#### Description of the task
Lines from the one containing "of the backpack" through the end of the data are to be returned exactly, and no others.

[Dataset records about object locations]
<<<<
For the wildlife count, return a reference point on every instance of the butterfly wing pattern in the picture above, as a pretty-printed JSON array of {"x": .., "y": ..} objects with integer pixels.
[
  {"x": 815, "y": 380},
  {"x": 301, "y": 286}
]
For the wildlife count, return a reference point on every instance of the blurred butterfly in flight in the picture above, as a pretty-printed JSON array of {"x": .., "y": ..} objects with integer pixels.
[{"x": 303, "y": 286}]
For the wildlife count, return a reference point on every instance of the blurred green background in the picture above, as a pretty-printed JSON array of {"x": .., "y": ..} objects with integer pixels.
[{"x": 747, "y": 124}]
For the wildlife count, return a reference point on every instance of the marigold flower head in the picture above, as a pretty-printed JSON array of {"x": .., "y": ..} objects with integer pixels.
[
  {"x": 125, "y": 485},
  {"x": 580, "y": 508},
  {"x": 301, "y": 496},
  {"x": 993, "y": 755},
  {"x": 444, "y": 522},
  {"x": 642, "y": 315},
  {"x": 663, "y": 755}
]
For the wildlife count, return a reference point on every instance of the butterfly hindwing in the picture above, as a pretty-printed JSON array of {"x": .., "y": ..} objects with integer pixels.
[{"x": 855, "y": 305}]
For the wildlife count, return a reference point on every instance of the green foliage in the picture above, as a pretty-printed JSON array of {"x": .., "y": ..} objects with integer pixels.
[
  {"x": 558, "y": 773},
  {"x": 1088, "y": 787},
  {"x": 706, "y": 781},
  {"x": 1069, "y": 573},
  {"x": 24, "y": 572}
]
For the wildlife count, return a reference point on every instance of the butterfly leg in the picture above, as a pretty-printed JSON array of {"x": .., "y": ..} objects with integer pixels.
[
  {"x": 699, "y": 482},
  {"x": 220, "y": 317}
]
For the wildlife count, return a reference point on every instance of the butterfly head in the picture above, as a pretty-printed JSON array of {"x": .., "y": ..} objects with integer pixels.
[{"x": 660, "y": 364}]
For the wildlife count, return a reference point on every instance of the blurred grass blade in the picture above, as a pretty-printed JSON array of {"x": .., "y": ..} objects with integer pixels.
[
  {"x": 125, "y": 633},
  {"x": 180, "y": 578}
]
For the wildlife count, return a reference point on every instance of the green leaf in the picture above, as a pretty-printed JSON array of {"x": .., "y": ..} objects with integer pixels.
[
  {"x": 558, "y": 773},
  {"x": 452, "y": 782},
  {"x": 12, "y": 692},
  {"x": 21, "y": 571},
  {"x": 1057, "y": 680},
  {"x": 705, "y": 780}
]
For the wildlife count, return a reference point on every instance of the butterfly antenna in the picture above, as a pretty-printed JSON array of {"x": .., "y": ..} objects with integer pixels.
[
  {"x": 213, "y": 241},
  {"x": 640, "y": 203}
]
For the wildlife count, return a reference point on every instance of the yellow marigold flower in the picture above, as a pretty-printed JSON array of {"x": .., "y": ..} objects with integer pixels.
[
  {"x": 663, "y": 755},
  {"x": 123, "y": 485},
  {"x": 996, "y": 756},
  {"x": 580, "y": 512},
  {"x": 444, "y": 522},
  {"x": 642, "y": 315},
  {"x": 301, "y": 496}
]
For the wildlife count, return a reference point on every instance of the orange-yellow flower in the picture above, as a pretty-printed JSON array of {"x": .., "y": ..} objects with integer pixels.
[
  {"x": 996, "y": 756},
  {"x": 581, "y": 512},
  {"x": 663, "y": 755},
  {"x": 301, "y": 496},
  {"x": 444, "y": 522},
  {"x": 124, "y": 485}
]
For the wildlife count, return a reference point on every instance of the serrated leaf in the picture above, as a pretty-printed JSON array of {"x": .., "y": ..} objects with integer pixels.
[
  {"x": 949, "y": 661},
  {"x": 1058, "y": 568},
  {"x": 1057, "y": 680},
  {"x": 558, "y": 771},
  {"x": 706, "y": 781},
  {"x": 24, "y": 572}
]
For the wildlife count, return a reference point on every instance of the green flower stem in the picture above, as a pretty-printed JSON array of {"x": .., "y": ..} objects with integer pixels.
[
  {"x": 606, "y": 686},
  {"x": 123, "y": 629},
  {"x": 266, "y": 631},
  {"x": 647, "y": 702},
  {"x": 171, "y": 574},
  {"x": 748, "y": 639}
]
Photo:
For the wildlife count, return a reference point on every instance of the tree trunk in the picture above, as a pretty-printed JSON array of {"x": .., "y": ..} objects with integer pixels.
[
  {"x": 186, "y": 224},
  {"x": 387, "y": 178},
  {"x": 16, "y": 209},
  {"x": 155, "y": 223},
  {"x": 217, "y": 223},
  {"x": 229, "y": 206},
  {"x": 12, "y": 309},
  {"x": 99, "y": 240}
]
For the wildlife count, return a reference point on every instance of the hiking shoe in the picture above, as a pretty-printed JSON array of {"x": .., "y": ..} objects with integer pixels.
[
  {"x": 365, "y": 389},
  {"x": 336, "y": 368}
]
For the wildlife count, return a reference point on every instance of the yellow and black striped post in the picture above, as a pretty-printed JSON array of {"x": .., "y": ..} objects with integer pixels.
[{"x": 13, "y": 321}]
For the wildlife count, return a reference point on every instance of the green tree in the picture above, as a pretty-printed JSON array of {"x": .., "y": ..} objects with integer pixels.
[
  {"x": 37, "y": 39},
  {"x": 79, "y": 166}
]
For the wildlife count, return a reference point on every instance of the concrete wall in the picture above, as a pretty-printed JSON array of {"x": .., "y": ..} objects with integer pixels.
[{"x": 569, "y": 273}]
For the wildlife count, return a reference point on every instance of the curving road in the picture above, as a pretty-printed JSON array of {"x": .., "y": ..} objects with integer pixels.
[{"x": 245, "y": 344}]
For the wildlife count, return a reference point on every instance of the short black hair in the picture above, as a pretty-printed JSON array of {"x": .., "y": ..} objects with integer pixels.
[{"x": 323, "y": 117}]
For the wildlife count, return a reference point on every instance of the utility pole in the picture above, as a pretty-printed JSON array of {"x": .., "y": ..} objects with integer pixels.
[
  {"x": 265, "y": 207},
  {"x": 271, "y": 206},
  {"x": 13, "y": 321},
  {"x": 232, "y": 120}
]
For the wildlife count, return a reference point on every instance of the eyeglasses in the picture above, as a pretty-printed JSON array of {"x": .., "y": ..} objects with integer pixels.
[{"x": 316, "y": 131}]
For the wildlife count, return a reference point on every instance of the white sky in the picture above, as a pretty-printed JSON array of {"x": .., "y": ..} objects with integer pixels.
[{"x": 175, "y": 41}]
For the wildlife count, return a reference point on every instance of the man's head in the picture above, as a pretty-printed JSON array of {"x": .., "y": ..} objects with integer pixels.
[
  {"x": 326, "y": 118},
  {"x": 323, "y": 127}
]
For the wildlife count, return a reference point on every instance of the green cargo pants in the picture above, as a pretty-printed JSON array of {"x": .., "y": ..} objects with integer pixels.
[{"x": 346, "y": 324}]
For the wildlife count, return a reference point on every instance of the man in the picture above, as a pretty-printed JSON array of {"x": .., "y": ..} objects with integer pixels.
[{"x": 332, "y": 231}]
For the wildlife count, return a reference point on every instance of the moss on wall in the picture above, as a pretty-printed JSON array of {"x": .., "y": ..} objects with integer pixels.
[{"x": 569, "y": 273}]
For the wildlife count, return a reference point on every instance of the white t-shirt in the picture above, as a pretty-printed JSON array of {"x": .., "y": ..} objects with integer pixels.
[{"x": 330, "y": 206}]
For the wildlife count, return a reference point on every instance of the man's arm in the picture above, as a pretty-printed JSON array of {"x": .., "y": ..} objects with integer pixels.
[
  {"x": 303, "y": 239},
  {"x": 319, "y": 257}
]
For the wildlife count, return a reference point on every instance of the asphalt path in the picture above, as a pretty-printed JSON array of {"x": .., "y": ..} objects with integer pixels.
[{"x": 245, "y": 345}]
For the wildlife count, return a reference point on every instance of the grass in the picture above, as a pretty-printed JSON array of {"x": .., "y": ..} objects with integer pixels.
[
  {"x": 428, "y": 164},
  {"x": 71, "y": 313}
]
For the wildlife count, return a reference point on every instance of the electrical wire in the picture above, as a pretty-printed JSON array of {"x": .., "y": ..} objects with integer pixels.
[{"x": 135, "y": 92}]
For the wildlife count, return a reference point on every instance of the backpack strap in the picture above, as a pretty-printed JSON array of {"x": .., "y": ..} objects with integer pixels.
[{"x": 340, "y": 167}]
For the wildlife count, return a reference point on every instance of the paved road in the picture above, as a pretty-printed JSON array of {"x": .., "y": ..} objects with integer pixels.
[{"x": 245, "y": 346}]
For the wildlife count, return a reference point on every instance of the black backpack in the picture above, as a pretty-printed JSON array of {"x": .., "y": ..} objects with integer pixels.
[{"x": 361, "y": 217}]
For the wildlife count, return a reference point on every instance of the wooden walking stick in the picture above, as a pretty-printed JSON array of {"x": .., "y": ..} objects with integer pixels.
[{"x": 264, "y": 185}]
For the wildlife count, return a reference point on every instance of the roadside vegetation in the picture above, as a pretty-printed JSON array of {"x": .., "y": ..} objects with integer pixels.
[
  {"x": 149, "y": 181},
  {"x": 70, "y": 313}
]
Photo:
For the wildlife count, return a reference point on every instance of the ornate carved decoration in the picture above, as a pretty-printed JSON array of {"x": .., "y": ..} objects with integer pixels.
>>>>
#### Task solution
For the wildlife count, return a reference point on every instance of the backpack strap in the picture above, as a pretty-printed JSON array of {"x": .., "y": ..} objects with integer pixels.
[{"x": 340, "y": 167}]
For the wildlife count, return a reference point on every instance of the paved road in the picture above, as a pretty-printed JSON array of {"x": .., "y": ..} objects with integer pixels.
[{"x": 245, "y": 346}]
For the wildlife count, return a reference point on every instance of the black backpack in the picture above, as a pretty-printed JSON array of {"x": .., "y": ..} objects with integer pixels.
[{"x": 361, "y": 217}]
For the wildlife count, return a reference point on every instance of the wooden walking stick in the picture above, as a pretty-printed JSON array of {"x": .., "y": ..} objects with integer pixels.
[{"x": 264, "y": 185}]
For the wildlife count, return a reference point on every instance of the roadside vegetation in the picture above, as a pretty-printed JSON array of {"x": .., "y": ..} objects with integer pixels.
[
  {"x": 149, "y": 181},
  {"x": 70, "y": 313}
]
Photo:
For the wildlife count, return a reference point on every instance of the ornate carved decoration in the picture above, as a pretty-printed JSON array of {"x": .., "y": ..} objects with integer pixels.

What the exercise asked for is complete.